#### Available records

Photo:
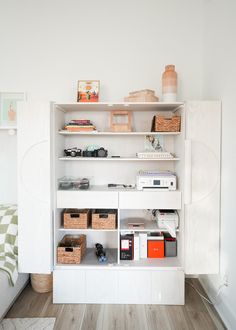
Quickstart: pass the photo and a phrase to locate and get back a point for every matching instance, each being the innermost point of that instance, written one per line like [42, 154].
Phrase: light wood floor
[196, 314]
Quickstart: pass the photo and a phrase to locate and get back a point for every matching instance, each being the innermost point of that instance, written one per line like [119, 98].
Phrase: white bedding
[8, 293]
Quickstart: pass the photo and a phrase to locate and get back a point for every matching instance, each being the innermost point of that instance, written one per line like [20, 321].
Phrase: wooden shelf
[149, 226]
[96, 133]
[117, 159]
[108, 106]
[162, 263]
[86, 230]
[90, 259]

--

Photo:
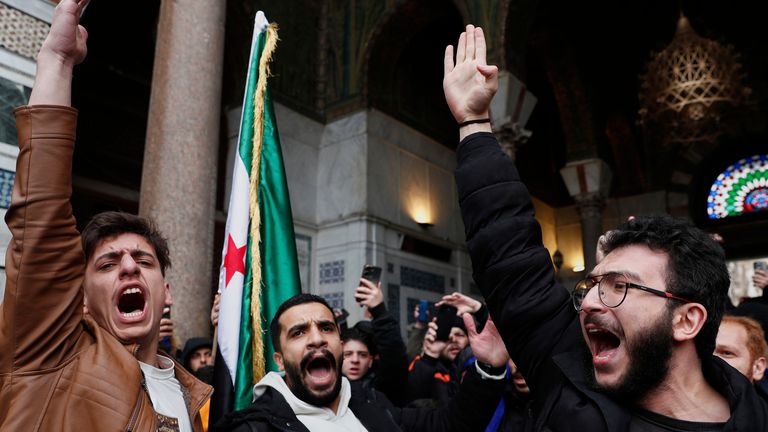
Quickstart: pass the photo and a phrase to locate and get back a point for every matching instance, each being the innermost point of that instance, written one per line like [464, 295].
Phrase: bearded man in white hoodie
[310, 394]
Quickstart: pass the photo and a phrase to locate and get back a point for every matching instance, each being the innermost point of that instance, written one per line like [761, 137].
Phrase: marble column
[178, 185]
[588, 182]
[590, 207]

#### Exercise prompt
Copy out each line in the records that contains the string "white", treating uppercase and lowercase letters as different.

#### Response to the exercise
Phrase: white bedding
Phrase: bearded man in white hoodie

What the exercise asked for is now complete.